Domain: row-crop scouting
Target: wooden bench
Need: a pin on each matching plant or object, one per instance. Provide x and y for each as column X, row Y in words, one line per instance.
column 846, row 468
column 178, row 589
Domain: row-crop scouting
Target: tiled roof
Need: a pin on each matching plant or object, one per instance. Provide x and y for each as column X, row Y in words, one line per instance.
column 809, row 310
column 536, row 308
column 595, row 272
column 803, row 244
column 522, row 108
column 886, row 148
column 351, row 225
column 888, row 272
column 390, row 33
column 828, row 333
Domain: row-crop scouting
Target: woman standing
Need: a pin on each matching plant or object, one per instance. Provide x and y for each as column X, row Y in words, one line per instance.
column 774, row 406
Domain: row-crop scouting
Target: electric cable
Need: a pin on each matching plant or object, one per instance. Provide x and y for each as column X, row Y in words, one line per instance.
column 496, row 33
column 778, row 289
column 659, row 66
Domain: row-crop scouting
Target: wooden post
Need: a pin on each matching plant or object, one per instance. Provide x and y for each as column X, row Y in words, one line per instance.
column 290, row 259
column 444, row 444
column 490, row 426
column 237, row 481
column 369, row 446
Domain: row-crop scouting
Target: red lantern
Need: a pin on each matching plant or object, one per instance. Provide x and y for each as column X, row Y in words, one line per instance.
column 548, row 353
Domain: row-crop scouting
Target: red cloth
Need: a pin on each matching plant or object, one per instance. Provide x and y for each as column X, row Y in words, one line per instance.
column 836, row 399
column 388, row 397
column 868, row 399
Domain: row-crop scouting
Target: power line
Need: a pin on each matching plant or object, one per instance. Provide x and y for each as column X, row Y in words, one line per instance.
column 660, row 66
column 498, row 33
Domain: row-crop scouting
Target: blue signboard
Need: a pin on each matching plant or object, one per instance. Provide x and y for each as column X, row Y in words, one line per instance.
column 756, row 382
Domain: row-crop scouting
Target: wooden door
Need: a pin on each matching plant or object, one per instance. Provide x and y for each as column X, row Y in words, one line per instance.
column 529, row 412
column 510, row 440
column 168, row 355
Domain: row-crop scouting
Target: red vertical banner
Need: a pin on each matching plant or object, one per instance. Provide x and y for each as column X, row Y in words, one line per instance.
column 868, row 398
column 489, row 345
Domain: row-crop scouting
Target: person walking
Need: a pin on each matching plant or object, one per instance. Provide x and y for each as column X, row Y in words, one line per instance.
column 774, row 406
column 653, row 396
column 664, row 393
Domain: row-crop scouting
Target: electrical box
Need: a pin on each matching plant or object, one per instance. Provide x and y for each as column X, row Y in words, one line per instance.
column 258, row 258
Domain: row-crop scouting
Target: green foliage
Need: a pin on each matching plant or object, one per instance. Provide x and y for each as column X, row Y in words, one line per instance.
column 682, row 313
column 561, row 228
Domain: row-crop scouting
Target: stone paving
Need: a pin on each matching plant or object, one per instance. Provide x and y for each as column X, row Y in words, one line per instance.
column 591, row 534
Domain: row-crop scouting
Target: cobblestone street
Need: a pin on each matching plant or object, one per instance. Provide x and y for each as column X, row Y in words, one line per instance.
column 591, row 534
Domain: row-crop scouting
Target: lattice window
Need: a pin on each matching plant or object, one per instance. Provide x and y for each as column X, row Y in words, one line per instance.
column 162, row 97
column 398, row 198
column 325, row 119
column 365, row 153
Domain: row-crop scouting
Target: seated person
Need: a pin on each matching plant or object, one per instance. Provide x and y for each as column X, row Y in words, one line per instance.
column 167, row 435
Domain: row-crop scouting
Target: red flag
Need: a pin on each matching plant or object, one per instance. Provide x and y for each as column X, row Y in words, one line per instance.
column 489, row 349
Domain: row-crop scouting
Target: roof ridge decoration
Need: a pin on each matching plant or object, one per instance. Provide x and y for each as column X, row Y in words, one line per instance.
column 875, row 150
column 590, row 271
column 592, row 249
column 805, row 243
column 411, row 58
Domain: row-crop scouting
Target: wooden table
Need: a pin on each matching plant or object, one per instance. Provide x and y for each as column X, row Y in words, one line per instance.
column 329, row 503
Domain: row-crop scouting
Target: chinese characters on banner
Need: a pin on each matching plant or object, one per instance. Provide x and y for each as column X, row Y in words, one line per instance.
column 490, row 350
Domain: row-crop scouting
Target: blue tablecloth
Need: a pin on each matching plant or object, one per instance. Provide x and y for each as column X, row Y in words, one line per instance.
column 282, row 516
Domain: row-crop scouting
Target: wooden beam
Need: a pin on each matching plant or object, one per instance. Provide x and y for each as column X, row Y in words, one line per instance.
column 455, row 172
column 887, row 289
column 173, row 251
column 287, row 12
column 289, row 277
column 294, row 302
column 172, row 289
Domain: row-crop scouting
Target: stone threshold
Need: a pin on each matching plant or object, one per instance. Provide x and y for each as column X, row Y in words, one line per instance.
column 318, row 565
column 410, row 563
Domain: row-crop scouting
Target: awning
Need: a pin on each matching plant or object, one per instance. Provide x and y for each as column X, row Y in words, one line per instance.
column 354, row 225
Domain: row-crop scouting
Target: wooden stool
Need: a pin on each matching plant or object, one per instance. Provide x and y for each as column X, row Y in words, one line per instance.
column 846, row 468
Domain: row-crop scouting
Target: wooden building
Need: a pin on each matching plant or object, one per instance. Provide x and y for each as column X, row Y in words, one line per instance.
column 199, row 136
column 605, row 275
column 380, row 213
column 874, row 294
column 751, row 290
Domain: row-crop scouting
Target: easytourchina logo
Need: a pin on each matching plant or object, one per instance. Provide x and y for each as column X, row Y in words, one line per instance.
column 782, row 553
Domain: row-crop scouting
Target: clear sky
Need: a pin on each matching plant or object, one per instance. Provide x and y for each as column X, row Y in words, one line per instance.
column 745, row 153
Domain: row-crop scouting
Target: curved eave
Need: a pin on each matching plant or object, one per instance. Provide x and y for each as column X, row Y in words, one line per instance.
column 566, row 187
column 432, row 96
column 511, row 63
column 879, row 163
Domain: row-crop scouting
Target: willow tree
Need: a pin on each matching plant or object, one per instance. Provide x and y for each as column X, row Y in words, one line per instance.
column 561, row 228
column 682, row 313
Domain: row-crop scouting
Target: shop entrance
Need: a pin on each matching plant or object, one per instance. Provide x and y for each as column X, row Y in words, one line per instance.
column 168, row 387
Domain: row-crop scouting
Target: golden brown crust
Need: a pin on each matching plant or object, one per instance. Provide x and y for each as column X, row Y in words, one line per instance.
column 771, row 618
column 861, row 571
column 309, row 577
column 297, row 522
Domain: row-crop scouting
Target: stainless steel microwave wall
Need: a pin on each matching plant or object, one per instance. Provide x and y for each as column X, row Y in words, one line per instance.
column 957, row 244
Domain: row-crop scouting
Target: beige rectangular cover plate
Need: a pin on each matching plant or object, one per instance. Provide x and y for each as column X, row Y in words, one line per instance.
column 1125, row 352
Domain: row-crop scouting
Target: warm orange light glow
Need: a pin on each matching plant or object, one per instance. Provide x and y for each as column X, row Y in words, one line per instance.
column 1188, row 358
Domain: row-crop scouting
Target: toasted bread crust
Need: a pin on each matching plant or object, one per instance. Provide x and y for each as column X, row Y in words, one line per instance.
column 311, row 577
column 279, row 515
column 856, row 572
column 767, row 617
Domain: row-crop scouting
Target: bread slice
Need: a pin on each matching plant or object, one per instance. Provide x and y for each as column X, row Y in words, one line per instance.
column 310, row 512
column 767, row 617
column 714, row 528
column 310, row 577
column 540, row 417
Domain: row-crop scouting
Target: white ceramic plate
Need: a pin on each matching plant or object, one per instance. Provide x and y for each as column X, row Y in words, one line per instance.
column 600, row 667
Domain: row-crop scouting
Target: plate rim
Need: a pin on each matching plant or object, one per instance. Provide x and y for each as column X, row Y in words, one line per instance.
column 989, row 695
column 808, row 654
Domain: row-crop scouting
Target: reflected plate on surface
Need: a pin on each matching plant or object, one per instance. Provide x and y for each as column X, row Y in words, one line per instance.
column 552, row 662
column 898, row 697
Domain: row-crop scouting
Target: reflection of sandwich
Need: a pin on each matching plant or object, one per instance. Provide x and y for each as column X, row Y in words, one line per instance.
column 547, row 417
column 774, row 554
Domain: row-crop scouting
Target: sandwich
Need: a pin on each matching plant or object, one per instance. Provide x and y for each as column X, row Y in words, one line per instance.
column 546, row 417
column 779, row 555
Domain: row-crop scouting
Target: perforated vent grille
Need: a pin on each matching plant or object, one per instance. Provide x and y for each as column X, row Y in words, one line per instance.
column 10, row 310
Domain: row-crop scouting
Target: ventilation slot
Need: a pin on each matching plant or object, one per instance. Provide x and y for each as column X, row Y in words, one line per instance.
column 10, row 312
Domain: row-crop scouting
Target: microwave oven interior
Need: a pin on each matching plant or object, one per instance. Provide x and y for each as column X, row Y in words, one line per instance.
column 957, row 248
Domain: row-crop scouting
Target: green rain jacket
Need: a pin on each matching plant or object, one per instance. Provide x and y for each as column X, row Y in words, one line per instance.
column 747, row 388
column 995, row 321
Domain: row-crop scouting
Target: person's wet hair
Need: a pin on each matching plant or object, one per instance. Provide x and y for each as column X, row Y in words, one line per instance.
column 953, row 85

===============

Stated task =
Reproduce the data above word for word, from its first line through the line that contains "column 178, row 589".

Answer to this task =
Domain: row-crop scouting
Target: wooden bench
Need: a pin on each matching plant or object, one per instance. Provide x and y for each as column X, row Y in words, one line per instance.
column 846, row 468
column 178, row 589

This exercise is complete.